Supplied text.
· · ·
Totally not making this up.

What is notoriously lacking from these dichotomies is any indication of the actual qualities that place them at odds with each other.

Most art forms have an awareness of the commercial or the mainstream, but we get a sense of what makes them commercial or mainstream in the pairing of their opposites. You have mainstream film and independent film, which reveals something about the movies’ budgets and the studios behind them (they are independent of the same concerns of major studios). You have commercial television and public television, a difference in how funding is procured (also a difference which immediately becomes apparent when you have to pee during Hurcule Poirot, and you decide to wait for the commercial).

With “literary” we face an increasingly nebulous word that has consistently been used simply as a synonym for “serious,” “valuable,” or “proper,” and not actually adequately defined except by what it is not. Rather than actually meaningful dichotomies, we increasingly see a self-referential one that just gets used as a sloppy way of saying good vs. bad. And it’s time the ivory tower stopped accepting that as anything but intellectually lazy elitism.

Increasingly from lit snobs it has come to mean little more than, "Whatever the hell we dictate it is, for we are the arbiters of such things."
"I deem this blog post....unliterary."
Wait.

Stop.

Am I actually claiming that “literary fiction” doesn’t have any meaning? Am I claiming that someone familiar with it wouldn't know the difference between it and speculative fiction?

Oh perish the thought, my friends!

If none of these guys has a bionic arm or sparkles in the sun,
we might be on to something literary here.
· · ·
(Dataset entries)

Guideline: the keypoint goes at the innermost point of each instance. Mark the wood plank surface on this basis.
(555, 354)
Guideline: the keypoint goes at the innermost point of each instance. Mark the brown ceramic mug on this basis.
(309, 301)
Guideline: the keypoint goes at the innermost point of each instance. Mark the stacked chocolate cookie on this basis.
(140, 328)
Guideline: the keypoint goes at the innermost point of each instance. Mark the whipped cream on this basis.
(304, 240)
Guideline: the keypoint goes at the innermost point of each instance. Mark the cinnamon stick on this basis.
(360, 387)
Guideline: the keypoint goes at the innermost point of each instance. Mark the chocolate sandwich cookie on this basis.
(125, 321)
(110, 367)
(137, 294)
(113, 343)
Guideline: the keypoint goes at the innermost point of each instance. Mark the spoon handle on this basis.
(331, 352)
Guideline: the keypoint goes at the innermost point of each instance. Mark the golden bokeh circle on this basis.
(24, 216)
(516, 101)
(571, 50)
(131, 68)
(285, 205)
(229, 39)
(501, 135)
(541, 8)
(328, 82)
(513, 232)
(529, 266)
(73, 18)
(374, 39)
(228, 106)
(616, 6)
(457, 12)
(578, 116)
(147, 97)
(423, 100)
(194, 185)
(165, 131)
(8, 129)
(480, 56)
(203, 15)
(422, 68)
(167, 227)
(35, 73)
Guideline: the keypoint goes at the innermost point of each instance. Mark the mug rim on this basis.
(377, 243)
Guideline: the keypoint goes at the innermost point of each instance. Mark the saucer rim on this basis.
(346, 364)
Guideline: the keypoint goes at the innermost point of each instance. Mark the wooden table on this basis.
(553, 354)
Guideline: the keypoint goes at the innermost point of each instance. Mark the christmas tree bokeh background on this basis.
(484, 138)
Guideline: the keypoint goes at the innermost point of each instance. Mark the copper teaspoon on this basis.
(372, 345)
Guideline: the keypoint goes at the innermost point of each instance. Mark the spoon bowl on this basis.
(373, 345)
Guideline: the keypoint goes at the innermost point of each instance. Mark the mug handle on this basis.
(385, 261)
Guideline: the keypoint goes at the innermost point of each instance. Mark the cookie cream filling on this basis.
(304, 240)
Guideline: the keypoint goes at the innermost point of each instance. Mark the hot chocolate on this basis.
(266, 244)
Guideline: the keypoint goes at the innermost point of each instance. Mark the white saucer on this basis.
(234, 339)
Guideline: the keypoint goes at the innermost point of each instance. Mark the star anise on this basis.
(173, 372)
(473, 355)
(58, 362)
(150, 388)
· · ·
Edit the post about literary fiction from the words "Am I actually" through the words "thought, my friends!", changing "speculative fiction" to "genre fiction".

Written answer.
Am I actually claiming that “literary fiction” doesn’t have any meaning? Am I claiming that someone familiar with it wouldn't know the difference between it and genre fiction?

Oh perish the thought, my friends!